◆ **AIM OF THE TASK**:
Select from the data all lines with the word "black".
====== MATERIAL SUPPLIED ======
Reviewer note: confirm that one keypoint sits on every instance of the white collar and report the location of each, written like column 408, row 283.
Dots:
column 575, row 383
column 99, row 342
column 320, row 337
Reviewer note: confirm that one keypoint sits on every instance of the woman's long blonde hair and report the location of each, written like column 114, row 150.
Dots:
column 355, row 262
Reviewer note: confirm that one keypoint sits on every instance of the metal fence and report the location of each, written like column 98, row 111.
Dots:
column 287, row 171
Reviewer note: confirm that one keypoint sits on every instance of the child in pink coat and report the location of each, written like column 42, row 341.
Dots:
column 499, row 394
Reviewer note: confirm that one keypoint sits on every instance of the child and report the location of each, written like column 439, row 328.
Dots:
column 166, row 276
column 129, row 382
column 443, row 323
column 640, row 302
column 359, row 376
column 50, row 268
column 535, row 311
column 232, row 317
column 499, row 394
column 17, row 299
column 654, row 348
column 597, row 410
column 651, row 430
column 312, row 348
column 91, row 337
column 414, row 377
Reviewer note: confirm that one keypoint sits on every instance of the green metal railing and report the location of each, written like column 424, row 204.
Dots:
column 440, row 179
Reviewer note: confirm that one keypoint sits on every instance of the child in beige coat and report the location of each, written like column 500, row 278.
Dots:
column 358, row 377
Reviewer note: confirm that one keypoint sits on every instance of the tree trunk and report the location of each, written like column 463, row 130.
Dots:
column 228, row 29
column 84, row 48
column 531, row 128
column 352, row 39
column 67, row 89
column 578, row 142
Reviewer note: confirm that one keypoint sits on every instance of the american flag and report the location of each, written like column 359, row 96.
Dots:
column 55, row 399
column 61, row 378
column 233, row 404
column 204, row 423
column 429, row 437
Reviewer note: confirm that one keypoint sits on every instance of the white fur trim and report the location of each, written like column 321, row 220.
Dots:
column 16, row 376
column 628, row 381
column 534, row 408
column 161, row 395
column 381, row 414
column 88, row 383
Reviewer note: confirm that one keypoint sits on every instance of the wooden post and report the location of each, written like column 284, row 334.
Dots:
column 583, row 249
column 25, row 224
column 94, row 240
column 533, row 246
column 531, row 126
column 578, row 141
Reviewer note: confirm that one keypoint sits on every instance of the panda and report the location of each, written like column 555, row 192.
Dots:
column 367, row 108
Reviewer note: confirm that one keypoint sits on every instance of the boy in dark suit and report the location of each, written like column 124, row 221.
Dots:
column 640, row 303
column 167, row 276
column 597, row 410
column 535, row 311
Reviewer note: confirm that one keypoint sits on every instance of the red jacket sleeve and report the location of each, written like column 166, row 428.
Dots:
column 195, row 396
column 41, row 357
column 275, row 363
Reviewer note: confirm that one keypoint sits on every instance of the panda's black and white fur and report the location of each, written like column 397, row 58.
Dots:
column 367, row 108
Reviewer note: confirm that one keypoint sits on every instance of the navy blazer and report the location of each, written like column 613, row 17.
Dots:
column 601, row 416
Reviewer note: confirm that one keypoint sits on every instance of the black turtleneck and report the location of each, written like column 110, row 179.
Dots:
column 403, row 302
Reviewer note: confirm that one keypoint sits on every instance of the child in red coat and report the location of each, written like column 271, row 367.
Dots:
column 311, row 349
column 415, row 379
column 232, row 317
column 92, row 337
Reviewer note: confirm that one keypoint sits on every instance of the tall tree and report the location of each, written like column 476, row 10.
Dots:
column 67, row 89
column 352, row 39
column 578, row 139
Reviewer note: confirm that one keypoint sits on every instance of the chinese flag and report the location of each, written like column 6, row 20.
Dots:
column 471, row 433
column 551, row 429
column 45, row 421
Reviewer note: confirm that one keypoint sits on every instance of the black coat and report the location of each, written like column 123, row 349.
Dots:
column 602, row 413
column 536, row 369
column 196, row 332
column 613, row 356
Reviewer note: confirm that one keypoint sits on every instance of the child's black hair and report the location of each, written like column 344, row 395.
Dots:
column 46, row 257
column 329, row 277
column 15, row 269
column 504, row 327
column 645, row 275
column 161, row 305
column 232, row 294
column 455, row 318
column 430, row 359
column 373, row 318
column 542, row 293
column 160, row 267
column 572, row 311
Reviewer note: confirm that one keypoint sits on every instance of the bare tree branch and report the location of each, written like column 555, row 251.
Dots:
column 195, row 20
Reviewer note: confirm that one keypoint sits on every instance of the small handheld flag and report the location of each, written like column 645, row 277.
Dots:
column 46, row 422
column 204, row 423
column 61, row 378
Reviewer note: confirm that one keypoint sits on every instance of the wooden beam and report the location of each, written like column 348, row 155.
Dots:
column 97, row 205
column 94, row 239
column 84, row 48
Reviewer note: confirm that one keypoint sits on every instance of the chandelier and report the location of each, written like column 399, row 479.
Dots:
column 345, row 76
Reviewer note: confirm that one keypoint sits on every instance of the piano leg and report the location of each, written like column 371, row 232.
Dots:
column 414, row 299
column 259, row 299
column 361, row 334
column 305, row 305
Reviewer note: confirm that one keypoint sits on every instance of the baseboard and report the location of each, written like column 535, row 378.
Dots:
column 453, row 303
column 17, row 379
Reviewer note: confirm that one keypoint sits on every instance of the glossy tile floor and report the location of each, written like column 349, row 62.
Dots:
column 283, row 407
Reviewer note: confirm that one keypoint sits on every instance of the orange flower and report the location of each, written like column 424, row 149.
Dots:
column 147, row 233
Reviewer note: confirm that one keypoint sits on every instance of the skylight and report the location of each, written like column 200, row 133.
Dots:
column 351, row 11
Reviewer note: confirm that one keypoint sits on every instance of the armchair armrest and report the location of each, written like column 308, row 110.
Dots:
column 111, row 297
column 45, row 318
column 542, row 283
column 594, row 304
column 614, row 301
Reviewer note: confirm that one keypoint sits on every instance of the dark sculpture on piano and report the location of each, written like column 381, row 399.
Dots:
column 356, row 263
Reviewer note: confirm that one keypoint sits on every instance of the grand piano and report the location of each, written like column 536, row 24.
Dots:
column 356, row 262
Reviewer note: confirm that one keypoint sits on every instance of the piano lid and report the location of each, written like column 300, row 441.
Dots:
======
◆ **EXERCISE ANSWER**:
Reviewer note: confirm that one keypoint sits on every instance of the panda's black and white fur and report the location of each, written like column 397, row 58.
Reviewer note: confirm that one keypoint sits on every instance of the black turtleneck and report the location of each, written like column 110, row 179.
Reviewer note: confirm that one keypoint sits on every instance of the black coat and report the location of each, written like column 123, row 349.
Reviewer note: confirm that one keypoint sits on every instance of the child's black hair and report the location of each, written like column 344, row 395.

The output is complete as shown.